◆ **STATED GOAL**
Rewrite the records below from the line containing "Could you point out where the palapa" through the line containing "(0, 56), (120, 78)", both lines included, replacing "rope fence" with "rope barrier" and leaving everything else unchanged.

◆ **RECORDED DATA**

┌────────

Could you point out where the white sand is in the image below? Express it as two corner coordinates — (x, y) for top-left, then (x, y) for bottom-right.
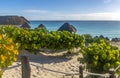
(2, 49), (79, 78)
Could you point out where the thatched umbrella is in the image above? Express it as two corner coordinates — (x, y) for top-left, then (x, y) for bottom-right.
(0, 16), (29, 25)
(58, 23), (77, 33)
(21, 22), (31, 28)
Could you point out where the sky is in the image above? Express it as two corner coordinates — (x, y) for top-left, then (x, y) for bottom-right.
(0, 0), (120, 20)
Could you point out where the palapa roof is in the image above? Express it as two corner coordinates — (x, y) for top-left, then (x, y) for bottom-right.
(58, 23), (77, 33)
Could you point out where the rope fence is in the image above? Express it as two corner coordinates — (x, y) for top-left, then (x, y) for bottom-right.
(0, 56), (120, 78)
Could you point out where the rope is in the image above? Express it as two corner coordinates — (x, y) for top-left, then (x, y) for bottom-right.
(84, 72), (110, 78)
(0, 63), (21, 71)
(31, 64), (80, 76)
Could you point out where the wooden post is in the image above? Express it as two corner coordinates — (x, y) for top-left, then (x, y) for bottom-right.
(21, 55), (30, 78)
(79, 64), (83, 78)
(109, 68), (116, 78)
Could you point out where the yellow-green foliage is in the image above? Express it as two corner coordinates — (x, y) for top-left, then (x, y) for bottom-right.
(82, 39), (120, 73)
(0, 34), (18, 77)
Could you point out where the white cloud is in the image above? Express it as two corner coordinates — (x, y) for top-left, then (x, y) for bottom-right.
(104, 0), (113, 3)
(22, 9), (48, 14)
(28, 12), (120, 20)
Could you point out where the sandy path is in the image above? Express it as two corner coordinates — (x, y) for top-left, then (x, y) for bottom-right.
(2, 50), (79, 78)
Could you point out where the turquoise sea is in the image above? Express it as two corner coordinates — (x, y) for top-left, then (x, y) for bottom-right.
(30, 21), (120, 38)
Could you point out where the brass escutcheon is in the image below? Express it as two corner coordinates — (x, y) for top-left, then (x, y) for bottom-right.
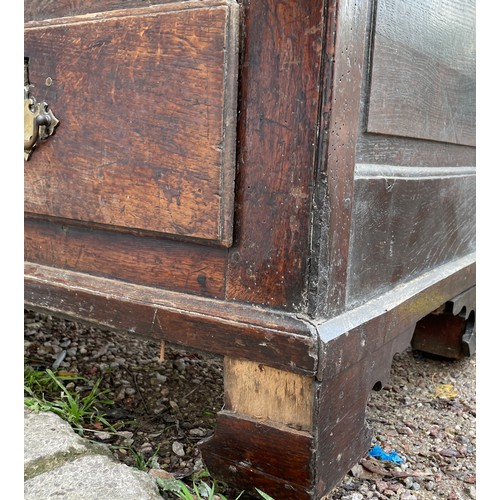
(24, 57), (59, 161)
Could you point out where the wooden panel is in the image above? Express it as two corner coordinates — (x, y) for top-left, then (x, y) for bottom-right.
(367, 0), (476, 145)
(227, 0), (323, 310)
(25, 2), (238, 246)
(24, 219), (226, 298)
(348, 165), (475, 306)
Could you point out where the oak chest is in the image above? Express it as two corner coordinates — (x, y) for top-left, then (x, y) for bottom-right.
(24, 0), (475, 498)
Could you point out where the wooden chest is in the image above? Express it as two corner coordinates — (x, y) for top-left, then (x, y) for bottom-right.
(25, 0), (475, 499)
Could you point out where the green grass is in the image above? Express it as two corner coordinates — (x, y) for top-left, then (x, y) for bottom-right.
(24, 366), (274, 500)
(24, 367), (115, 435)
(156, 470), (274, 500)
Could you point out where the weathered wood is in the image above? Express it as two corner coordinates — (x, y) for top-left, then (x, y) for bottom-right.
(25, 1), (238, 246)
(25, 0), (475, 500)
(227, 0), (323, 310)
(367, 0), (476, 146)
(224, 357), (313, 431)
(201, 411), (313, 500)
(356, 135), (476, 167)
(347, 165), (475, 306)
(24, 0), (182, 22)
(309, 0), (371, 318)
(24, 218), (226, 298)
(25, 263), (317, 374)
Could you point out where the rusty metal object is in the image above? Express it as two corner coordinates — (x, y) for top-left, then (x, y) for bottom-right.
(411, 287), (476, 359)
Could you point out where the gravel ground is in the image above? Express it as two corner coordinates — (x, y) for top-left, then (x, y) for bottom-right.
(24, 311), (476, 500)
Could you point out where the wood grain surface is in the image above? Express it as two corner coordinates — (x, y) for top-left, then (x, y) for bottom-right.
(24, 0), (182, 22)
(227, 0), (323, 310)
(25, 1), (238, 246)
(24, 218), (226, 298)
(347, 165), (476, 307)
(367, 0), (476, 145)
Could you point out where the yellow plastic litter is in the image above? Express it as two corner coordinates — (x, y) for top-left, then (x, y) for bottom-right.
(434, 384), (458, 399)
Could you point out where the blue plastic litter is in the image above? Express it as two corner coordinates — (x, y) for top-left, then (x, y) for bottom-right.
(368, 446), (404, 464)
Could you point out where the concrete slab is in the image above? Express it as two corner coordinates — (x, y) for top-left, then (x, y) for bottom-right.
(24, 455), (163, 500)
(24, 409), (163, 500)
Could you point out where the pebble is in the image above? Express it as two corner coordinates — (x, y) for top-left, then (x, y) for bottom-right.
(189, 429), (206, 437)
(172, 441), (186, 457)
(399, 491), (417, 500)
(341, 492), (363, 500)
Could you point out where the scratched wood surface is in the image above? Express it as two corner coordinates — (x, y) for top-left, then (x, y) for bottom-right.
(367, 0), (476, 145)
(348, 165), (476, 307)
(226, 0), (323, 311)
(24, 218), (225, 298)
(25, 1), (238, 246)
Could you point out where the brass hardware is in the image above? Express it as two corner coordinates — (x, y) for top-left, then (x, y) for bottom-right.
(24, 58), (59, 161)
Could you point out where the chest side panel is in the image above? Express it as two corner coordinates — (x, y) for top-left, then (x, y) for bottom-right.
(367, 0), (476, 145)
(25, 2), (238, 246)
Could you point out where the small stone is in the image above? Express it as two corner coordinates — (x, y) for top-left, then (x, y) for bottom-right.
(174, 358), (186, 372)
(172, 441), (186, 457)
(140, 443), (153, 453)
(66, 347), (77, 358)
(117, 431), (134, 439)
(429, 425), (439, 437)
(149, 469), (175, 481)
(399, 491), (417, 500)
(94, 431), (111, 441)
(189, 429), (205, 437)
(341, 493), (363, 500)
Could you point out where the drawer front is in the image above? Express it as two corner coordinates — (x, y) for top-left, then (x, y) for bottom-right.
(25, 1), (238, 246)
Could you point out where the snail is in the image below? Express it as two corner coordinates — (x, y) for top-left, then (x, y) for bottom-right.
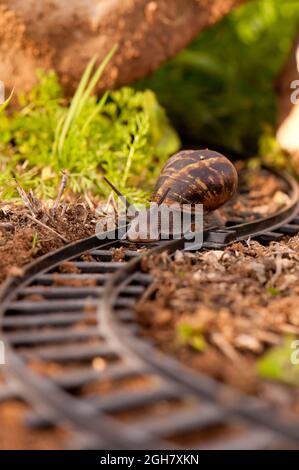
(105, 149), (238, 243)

└────────

◆ **RESPONSE TO THIS TASK**
Could you point out where the palapa roof is in the image above? Express it as two corner coordinates — (x, y) for top-left, then (x, y) for bottom-right.
(58, 23), (77, 33)
Could you point out where the rope barrier is in the image above? Express it as two corner coordinates — (x, y) for top-left, then (x, y) for bottom-right.
(0, 56), (120, 78)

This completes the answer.